BRIEF – Starting with the line that contains "patch and report the pixel coordinates.", reproduce each line through the end of the entries exactly as written.

##########

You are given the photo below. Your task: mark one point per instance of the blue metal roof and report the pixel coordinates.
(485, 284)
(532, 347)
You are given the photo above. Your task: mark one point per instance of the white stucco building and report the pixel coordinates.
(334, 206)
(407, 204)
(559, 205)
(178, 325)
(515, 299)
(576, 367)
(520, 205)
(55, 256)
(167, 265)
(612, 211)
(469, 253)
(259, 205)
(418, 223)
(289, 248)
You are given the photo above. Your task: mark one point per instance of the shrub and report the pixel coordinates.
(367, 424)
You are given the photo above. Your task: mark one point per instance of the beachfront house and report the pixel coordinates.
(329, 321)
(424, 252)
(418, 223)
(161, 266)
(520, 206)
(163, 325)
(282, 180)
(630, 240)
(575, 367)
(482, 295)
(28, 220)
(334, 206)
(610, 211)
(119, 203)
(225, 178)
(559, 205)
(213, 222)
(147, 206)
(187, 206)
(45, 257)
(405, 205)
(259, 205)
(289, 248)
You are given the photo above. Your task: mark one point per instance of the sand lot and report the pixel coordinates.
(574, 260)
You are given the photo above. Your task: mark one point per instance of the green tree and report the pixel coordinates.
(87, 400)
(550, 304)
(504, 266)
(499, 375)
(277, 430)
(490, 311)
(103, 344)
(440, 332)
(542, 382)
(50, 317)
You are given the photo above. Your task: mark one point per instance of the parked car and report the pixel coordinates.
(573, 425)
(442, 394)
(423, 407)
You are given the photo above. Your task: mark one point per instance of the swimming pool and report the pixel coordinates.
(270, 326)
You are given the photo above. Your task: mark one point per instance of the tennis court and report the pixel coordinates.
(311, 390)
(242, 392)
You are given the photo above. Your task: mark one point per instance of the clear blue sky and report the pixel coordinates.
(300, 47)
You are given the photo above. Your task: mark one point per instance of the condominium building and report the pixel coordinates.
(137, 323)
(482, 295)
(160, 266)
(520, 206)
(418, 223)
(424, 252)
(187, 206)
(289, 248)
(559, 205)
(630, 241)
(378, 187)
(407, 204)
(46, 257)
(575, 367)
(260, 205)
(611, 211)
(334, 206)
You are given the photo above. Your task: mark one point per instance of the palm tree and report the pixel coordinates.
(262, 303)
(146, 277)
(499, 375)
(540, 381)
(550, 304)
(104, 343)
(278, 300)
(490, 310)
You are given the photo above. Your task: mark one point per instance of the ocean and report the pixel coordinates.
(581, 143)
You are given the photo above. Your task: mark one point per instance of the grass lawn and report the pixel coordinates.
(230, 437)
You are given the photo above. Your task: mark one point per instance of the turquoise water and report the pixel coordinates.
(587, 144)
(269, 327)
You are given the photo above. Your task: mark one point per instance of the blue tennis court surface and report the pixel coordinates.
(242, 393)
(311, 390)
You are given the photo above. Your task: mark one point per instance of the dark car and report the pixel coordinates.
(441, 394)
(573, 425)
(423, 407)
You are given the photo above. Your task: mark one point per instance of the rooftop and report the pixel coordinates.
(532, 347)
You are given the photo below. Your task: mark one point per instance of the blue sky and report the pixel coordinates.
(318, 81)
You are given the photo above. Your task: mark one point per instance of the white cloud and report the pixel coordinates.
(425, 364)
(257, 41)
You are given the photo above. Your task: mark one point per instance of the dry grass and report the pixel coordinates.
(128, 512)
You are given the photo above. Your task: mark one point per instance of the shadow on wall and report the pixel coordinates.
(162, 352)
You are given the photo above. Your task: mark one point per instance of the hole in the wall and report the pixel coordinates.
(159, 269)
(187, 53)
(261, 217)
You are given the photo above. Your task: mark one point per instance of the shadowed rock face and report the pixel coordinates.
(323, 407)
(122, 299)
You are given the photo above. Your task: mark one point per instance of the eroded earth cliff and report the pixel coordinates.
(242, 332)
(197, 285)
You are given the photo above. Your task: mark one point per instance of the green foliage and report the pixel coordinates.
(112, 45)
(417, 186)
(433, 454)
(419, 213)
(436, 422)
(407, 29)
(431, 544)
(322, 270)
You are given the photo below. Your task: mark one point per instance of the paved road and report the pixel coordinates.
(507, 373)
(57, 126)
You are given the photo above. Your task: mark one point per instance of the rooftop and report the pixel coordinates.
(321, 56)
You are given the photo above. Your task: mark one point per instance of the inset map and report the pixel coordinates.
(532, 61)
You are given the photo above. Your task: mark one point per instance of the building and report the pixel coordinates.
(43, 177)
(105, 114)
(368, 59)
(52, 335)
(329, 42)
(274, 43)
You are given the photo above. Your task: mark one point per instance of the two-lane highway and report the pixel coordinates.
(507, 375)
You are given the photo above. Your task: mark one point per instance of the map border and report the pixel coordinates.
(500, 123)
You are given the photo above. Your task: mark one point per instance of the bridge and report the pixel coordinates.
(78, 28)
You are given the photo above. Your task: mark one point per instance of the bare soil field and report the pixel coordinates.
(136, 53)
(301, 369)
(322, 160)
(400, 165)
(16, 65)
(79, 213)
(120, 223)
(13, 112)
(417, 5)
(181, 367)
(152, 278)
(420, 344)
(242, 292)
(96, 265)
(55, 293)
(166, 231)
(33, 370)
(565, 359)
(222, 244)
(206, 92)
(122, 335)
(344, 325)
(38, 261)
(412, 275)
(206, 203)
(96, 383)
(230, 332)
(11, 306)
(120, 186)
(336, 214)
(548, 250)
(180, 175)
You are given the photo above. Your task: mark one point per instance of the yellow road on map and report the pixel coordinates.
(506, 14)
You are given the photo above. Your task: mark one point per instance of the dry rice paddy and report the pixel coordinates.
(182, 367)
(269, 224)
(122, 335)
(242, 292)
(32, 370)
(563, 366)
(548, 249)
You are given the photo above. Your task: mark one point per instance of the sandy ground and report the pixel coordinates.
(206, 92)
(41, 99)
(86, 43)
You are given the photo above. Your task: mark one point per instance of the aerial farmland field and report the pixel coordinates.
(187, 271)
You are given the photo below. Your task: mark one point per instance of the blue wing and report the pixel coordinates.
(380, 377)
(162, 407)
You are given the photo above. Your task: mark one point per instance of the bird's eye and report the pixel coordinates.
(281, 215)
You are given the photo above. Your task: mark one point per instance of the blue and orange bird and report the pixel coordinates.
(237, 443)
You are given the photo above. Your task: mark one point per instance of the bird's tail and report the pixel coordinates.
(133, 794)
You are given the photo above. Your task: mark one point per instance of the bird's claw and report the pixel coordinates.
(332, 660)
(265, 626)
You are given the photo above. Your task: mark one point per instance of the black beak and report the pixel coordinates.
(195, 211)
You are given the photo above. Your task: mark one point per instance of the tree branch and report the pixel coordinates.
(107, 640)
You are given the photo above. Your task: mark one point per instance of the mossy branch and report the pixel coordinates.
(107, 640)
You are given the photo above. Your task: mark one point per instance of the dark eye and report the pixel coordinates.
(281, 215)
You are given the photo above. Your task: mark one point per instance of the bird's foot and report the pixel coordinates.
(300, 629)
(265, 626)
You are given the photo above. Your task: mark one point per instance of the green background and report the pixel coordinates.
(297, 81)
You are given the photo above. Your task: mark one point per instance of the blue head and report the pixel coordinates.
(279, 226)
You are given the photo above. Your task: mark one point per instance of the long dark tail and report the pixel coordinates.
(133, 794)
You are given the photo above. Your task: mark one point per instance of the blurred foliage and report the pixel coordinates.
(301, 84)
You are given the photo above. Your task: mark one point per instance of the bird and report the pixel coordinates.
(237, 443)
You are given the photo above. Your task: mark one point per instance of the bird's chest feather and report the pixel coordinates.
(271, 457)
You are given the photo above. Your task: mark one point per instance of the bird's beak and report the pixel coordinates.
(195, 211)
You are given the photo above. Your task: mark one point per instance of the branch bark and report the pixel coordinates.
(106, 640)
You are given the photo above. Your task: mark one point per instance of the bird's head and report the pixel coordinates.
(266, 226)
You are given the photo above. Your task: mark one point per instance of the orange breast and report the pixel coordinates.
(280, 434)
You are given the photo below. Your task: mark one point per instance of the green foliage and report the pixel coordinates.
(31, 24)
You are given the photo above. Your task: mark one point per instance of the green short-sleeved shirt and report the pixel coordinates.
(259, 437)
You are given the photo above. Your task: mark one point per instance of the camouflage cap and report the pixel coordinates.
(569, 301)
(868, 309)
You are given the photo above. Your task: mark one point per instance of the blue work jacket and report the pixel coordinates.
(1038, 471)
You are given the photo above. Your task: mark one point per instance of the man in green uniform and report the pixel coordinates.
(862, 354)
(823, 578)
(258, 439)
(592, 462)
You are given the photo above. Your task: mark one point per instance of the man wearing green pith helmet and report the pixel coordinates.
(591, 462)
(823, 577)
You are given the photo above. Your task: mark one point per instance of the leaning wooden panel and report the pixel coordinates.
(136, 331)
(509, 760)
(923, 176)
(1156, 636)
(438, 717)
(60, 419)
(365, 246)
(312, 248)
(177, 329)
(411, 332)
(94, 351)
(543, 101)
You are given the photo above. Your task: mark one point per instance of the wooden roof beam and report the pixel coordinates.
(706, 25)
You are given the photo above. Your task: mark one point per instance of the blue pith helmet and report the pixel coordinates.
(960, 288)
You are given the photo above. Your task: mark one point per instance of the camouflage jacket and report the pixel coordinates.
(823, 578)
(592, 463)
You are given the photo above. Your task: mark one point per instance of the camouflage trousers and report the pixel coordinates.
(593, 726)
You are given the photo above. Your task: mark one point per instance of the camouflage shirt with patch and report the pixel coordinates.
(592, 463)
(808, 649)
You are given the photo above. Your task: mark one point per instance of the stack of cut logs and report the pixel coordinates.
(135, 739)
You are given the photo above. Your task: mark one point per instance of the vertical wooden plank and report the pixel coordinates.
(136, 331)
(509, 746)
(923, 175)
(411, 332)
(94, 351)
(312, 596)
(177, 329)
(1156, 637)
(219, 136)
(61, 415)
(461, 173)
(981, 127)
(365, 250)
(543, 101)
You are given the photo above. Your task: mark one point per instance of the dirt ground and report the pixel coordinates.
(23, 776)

##########

FINAL RESULT –
You are given the photo above. Your task: mark one point per instance of the camouflage shirt with patch and report the pixel coordinates.
(592, 463)
(808, 649)
You are given the photo above. Your task: mark one point per instance of the stack of cut logs and report the pixel coordinates.
(135, 739)
You are given the photo above. Your task: mark one point per instance of the vertical wooden plank and report the pixel coordinates.
(136, 331)
(509, 746)
(923, 175)
(411, 332)
(94, 351)
(312, 596)
(177, 329)
(1156, 637)
(219, 136)
(61, 415)
(461, 173)
(981, 127)
(365, 250)
(543, 101)
You are given the photo above. Your task: mark one point per instance of the dirt ground and report the pixel coordinates.
(23, 776)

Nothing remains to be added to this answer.